Monday, December 20, 2010

Everythingness Blog and Desiderata

Since participating in the Reverb10 project, I've gotten exposure to all kinds of great blogs! (I think there are over 3000... so... definitely not enough time to check them ALL out..) However, I hope to at least find one each day that has something I can use for my Love eBook project.

One blog I discovered today is called: Everythingness. The author, Amy, has a great style that I enjoy.. the free-flowing conversational thoughts of a seasoned blogger.

As I was perusing her blog, I found an entry called Desiderata ("Desired Things"). The post describes how she once cared for a hospice patient by reading to her. She says:



I remember feeling ease and delight sitting next to her, listening to her sporadic breathing. This was exactly how I wanted to spend my Easter Sunday. Witnessing the dying process summons a sense of resurrection in me and is a reminder to seek life in every moment. To find it in the shadows and the light, in the tangible and the abstract.

Having spent so much time with a dying friend this last year, I can relate. I just had a conversation yesterday about the experience of caring for someone who's dying. Many people stay away because they're "uncomfortable." How sad it is that they can't put aside their discomfort long enough to experience the joy that comes from caring for someone at such an intimate and precious time in their lives.

Amy says there was a poem she saw hanging above the woman's bed and knew in that moment that the woman she was with was not a hospice patient, but a "messenger."

Desiderata – Max Ehrmann

Go placidly amid the noise and haste, and remember what peace there may be in silence.

As far as possible, without surrender, be on good terms with all persons. Speak your truth quietly and clearly; and listen to others, even to the dull and the ignorant, they too have their story. Avoid loud and aggressive persons, they are vexations to the spirit.

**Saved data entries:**
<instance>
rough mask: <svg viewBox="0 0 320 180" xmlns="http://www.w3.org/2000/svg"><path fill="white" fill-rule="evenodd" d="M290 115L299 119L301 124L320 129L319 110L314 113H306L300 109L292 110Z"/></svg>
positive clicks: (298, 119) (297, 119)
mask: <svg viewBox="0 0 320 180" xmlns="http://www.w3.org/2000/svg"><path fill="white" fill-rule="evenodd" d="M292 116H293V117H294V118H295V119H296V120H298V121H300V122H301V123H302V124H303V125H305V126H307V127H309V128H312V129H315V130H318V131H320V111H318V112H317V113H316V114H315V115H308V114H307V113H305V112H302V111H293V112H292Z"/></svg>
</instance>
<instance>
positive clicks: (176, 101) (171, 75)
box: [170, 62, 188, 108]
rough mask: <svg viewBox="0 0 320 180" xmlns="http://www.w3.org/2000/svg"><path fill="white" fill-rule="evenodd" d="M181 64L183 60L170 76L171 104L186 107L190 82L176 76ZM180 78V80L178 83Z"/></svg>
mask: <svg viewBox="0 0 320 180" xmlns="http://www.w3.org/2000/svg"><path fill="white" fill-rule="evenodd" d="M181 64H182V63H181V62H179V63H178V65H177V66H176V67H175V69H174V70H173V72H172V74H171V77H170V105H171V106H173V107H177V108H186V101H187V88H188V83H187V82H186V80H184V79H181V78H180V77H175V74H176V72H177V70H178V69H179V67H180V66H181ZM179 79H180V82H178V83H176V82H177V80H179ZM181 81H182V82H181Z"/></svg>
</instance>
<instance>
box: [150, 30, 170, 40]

**Tasks to complete:**
a: In the blog post, take the part that opens with the words containing "Since participating in" and closes with "a seasoned blogger.", and write it out again with "Love eBook project" swapped for "gratitude journal".
b: Please answer these questions using the blog post:
(i) Which project did the writer take part in that led to finding many blogs?
(ii) What translation of "Desiderata" does the blog post give?
(iii) Who is named as the author of the poem Desiderata?
c: Supply the next part of the blog post, starting after its last sentence.

**Set of answers:**
a:
Since participating in the Reverb10 project, I've gotten exposure to all kinds of great blogs! (I think there are over 3000... so... definitely not enough time to check them ALL out..) However, I hope to at least find one each day that has something I can use for my gratitude journal.

One blog I discovered today is called: Everythingness. The author, Amy, has a great style that I enjoy.. the free-flowing conversational thoughts of a seasoned blogger.

b:
(i) The Reverb10 project.
(ii) "Desired Things."
(iii) Max Ehrmann.

c:
If you compare yourself with others, you may become vain and bitter; for always there will be greater and lesser persons than yourself. Enjoy your achievements as well as your plans. Keep interested in your own career, however humble; it is a real possession in the changing fortunes of time.

Exercise caution in your business affairs, for the world is full of trickery. But let this not blind you to what virtue there is; many persons strive for high ideals, and everywhere life is full of heroism. Be yourself. Especially, do not feign affection. Neither be cynical about love, for in the face of all aridity and disenchantment it is perennial as the grass.

Take kindly to the counsel of the years, gracefully surrendering the things of youth. Nurture strength of spirit to shield you in sudden misfortune. But do not distress yourself with imaginings. Many fears are born of fatigue and loneliness.

Beyond a wholesome discipline, be gentle with yourself. You are a child of the universe, no less than the trees and the stars; you have a right to be here. And whether or not it is clear to you, no doubt the universe is unfolding as it should.

Therefore be at peace with God, whatever you conceive Him to be, and whatever your labors and aspirations, in the noisy confusion of life, keep peace in your soul.

With all its sham, drudgery and broken dreams, it is still a beautiful world.

Be cheerful. Strive to be happy.

1 comment:

rebecca @ altared spaces said...

thanks for the great lead to Everythingness. I went to visit. Wonderful quote at the top of the blog.

This is a wonderful linking up thing you're doing...one of those things you do so well!